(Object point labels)
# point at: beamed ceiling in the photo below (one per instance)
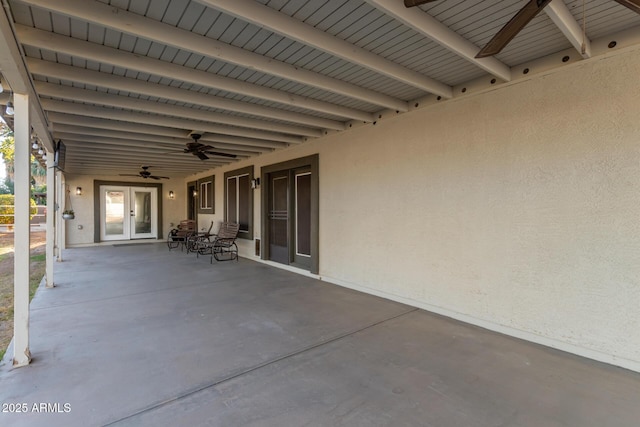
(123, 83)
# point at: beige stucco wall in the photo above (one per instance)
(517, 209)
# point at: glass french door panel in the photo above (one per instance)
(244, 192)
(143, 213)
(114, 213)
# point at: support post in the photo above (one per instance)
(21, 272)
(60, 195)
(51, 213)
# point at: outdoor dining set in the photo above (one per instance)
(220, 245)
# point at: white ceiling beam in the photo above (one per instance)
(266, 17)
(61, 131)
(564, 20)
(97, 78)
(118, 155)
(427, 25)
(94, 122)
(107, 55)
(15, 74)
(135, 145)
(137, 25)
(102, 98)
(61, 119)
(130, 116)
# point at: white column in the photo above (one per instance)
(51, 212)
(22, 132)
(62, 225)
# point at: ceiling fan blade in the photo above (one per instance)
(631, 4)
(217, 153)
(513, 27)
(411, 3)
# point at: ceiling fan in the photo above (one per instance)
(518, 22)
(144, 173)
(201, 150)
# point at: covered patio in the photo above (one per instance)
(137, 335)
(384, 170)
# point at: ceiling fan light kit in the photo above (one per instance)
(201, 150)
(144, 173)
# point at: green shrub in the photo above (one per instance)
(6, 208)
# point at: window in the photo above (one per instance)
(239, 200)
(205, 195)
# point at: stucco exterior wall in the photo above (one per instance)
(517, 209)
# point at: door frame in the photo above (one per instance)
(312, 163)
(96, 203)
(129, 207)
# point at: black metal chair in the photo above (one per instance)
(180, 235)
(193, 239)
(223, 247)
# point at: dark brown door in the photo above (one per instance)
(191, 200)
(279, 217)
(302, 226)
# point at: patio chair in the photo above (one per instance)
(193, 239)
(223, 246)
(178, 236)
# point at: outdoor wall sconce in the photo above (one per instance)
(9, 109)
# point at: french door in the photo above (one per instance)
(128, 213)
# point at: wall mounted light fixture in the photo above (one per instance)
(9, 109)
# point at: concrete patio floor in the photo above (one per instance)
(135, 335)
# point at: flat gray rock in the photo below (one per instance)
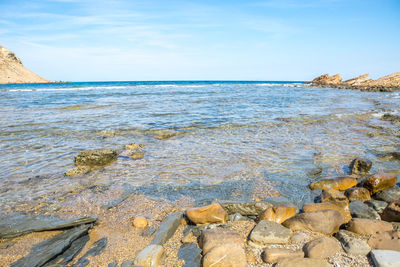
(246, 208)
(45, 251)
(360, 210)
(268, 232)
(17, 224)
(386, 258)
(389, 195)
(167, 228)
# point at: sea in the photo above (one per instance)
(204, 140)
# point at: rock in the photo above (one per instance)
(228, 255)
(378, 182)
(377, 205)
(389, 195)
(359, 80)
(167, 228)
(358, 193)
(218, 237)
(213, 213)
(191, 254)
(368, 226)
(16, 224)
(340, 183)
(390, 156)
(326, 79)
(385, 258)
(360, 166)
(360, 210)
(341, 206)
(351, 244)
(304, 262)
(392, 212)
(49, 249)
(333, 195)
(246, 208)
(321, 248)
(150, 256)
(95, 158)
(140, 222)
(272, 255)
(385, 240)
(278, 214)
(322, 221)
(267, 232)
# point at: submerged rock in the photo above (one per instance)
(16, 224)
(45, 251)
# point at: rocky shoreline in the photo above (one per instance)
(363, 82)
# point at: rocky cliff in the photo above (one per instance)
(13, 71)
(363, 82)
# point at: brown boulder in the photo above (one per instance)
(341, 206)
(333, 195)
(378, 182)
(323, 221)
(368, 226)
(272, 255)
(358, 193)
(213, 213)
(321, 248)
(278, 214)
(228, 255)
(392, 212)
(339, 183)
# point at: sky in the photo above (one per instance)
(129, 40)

Requirements:
Beginning at the line that holds "# point at: submerged", reproduce each line of the records above down to and including the last one.

Exercise answer:
# point at: submerged rock in the photo above (one per instance)
(16, 224)
(45, 251)
# point at: rocky shoreline in the photo above (one per instance)
(363, 82)
# point at: rocky cliff in the photo above (one per instance)
(13, 71)
(363, 82)
# point at: brown boulder in the photo above (one per instance)
(341, 206)
(333, 195)
(378, 182)
(323, 221)
(368, 226)
(272, 255)
(358, 193)
(213, 213)
(321, 248)
(278, 214)
(228, 255)
(392, 212)
(339, 183)
# point at: sky in the photo above (one per instance)
(129, 40)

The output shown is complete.